* begin GIVEN ENTRIES *
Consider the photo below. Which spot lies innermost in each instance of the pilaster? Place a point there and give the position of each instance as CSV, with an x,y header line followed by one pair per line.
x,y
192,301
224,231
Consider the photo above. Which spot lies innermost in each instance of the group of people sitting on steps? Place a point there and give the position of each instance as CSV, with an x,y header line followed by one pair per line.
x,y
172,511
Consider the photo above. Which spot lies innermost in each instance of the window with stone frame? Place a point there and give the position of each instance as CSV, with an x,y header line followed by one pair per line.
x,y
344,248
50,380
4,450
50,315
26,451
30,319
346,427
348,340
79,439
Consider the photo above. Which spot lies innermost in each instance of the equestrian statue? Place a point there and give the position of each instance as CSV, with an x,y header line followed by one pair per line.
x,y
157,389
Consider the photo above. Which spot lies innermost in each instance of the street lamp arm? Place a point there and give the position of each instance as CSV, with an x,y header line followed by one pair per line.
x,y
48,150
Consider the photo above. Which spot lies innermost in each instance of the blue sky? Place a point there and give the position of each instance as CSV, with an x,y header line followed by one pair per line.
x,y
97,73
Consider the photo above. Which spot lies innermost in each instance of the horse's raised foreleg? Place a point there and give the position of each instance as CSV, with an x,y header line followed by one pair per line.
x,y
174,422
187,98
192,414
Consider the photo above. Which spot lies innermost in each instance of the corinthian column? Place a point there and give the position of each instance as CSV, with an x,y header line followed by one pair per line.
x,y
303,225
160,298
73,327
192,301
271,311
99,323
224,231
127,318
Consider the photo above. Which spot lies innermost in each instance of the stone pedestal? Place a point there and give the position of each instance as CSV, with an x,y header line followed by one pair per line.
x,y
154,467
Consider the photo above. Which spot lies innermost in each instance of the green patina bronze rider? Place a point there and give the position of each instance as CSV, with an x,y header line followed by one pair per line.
* end GIVEN ENTRIES *
TASK OBJECTIVE >> Reproduce every line of the listing above without any changes.

REPLY >>
Consider the photo below. Which spot lies innermost in each instance of the pilaster? Place a point there and give the position of each instance as CSV, with an x,y header line followed by one pair per line.
x,y
192,301
224,231
Consider the photo above. Which spot lies innermost in each instance of the group of people sitting on steps? Place a point there and give the position of each instance as CSV, with an x,y header line followed by one pair per line.
x,y
172,511
Consider the photo above. Which spot lies innermost in each instance of the window with stone frame? Place a point there and give the position of each instance as CSV, with an x,y header line followed by one pair per line.
x,y
344,248
50,380
4,450
50,315
26,451
30,319
346,427
348,340
79,439
Consider the photo above. Which spot lies innermost in each instance of the equestrian statue? Place a point there and give the position of each instance as CSV, with an x,y header line followed by one pair per line.
x,y
157,389
Consider the photo above. Which spot lies innermost in each instance of the street lamp arm? Place a point there and give the position of each instance as CSV, with an x,y header line followed by one pair per line.
x,y
48,150
Consider the photo above. Which spot lies innermost in each instance of the blue sky? Place a point there and give the position of each instance as CSV, with an x,y header line followed by one pair per line.
x,y
97,73
Consider the photo above. Which spot lies innermost in each instance of the horse's raised foreleg? Place a point there and give the position of each instance as CSV, with an x,y header line followed by one pair per line.
x,y
174,422
187,98
192,414
Consider the photo above. Which spot lies innermost in each instance of the corinthian column? Place a point there and give the position of each instance as CSV, with an x,y header line followed by one pair per line.
x,y
303,225
160,298
73,327
192,301
271,311
99,323
224,231
127,318
Consider the photo above. Which spot lies innermost in each instance of the stone pedestal? Place a point there and give the position of each instance as CSV, with an x,y header line followed by one pair per line.
x,y
154,467
Consider the photo above. Which spot lies innermost in each instance of the green patina bronze rider? Place a point there and give the position of each instance as CSV, with an x,y header line followed by one pair per line.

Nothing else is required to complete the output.